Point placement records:

▼

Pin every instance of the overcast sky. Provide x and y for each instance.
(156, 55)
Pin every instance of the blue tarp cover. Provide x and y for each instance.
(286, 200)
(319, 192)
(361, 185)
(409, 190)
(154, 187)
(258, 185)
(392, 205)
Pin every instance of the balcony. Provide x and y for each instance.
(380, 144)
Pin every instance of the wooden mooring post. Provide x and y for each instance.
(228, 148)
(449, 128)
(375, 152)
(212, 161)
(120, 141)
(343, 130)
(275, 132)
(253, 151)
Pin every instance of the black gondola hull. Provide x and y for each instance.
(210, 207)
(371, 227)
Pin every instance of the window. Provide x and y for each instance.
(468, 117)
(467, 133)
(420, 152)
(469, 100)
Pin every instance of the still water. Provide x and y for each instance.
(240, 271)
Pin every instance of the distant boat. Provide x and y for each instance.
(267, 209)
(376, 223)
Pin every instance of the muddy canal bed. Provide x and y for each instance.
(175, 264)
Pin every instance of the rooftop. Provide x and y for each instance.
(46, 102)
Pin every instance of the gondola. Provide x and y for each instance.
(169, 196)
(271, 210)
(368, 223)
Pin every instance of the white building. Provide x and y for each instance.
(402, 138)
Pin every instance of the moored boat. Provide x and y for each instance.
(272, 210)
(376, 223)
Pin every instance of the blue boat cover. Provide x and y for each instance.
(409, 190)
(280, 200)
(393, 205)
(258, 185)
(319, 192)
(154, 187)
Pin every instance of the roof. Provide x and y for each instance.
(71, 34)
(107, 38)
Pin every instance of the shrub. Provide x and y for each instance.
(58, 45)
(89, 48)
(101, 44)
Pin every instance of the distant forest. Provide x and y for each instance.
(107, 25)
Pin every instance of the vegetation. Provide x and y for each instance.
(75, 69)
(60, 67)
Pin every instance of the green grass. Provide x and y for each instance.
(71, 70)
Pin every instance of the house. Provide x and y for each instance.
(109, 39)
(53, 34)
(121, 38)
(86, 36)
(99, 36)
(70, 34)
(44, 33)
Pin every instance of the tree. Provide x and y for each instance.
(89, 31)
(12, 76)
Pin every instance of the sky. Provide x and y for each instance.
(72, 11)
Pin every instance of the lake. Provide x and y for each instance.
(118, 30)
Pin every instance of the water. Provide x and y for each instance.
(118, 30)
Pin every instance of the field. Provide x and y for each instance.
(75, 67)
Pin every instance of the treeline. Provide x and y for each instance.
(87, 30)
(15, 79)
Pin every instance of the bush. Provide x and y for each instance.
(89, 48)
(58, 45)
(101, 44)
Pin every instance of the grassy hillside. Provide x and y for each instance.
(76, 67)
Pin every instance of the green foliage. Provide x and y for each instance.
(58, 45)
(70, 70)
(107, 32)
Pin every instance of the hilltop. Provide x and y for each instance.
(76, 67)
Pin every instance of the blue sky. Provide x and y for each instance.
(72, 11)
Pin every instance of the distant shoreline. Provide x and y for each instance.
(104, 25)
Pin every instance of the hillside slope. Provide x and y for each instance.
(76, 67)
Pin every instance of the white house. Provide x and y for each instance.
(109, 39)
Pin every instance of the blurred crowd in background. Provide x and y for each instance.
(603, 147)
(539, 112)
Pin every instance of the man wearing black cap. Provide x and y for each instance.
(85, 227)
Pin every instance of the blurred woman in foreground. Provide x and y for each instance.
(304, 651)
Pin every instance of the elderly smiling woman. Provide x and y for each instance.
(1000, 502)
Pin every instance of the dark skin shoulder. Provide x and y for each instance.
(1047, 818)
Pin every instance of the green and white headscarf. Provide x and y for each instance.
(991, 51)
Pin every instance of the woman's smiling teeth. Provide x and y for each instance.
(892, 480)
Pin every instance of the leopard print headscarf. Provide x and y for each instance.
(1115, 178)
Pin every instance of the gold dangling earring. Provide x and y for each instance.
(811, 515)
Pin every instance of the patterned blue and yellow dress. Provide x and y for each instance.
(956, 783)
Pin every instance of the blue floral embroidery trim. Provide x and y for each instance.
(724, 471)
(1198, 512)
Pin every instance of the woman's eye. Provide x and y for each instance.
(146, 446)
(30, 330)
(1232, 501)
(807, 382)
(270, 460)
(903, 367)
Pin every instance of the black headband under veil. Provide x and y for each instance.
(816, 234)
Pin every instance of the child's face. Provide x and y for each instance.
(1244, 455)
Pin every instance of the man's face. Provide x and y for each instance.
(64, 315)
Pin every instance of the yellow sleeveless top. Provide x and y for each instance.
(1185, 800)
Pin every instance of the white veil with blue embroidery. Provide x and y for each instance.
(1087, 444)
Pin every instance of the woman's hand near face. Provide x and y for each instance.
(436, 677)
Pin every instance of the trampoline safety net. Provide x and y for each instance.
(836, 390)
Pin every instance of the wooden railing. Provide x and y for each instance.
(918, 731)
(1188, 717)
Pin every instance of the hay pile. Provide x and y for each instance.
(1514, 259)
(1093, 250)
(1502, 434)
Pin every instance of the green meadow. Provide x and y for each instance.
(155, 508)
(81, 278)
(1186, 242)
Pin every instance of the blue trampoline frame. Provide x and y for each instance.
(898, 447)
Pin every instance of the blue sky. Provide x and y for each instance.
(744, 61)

▲

Task description: Output, unchanged, the lines from the line with "Pin every instance of the black headband" through the final line of the material.

Solution for this task:
Pin every instance of the black headband under veil. Provide x and y for each instance.
(816, 234)
Pin every instance of the child's face. Provide x and y for each instance.
(1244, 455)
Pin every instance of the man's face. Provide x and y for each instance.
(64, 315)
Pin every instance of the yellow sleeveless top. Provide x and y for each instance.
(1185, 800)
Pin every instance of the white veil with blue embroidery. Provide x and y for each instance.
(1087, 444)
Pin every instance of the woman's hand near face. Provide x and y for each instance.
(436, 677)
Pin every instance of the trampoline safety net. Provide x and y for each instance.
(836, 390)
Pin every instance of the wooden railing. Provide x and y for each instance.
(918, 731)
(1188, 717)
Pin every instance of the hay pile. Provide x and y for each instance.
(1514, 259)
(1093, 250)
(1502, 434)
Pin every instance of the green meadow. Provide x and y for each instance.
(155, 508)
(81, 278)
(1186, 242)
Pin every instance of the blue trampoline frame. Provide x and y for each instance.
(898, 447)
Pin every instance of the blue sky. Provide x and y for each instance.
(744, 61)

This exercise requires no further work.